INPUT FOR THIS TASK below:

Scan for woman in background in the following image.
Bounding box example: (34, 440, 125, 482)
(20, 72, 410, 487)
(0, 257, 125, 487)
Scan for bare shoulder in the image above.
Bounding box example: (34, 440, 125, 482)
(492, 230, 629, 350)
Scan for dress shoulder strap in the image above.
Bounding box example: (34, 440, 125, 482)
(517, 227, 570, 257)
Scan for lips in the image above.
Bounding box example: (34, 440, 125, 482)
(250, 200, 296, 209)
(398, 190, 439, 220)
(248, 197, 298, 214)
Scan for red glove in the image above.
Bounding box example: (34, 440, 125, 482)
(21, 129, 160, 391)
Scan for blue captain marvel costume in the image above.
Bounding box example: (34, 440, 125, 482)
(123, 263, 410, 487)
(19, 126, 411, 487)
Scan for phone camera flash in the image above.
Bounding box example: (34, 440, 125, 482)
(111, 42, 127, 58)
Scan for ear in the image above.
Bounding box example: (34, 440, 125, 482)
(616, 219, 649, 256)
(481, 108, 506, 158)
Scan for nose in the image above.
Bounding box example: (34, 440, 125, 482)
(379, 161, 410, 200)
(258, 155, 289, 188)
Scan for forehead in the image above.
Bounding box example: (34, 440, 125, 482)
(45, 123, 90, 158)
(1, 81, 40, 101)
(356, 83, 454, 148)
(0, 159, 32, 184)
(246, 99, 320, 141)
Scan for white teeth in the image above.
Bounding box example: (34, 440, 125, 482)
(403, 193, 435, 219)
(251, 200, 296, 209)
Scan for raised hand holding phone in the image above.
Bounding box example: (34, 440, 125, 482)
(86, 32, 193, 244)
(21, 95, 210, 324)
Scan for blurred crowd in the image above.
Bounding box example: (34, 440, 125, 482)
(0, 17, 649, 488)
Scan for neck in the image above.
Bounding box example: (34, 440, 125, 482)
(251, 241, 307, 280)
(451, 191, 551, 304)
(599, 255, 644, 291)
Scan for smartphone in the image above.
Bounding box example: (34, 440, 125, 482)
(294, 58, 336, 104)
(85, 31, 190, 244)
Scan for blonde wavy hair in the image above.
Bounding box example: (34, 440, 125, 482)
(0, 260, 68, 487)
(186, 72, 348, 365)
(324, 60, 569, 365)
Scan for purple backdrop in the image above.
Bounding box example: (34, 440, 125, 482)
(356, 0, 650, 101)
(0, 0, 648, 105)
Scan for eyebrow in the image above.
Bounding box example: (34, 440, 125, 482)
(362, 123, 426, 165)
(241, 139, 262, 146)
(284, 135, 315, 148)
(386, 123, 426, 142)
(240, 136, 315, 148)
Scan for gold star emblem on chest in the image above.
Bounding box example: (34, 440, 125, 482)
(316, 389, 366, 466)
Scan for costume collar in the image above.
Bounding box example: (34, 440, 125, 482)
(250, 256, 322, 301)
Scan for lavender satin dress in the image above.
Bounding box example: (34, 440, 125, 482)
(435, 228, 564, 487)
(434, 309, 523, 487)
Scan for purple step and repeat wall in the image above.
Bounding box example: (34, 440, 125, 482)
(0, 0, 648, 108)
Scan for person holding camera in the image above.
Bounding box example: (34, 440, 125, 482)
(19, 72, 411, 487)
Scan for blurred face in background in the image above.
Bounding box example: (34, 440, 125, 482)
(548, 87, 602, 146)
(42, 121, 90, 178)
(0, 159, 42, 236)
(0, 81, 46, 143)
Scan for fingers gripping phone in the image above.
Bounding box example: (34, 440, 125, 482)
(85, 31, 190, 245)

End of INPUT FOR THIS TASK.

THE PROBLEM: Locate the line with "Scan for lavender" in the entries above; extract it and every line after it, verbatim.

REPLY:
Scan for lavender satin dress in the image above.
Bounding box example: (34, 440, 125, 482)
(435, 228, 564, 487)
(434, 309, 523, 487)
Scan for purple step and repeat wall in the image above.
Bounding box example: (34, 440, 125, 482)
(0, 0, 648, 108)
Scan for person holding camera in the image above.
Bounding box example: (34, 440, 125, 482)
(19, 72, 411, 487)
Scan for blurred face in background in the image above.
Bounding box example: (34, 440, 125, 482)
(548, 87, 602, 146)
(42, 121, 90, 178)
(0, 159, 42, 236)
(0, 81, 46, 143)
Scan for fingers gripping phone in the image above.
Bounding box example: (34, 440, 125, 482)
(85, 31, 190, 245)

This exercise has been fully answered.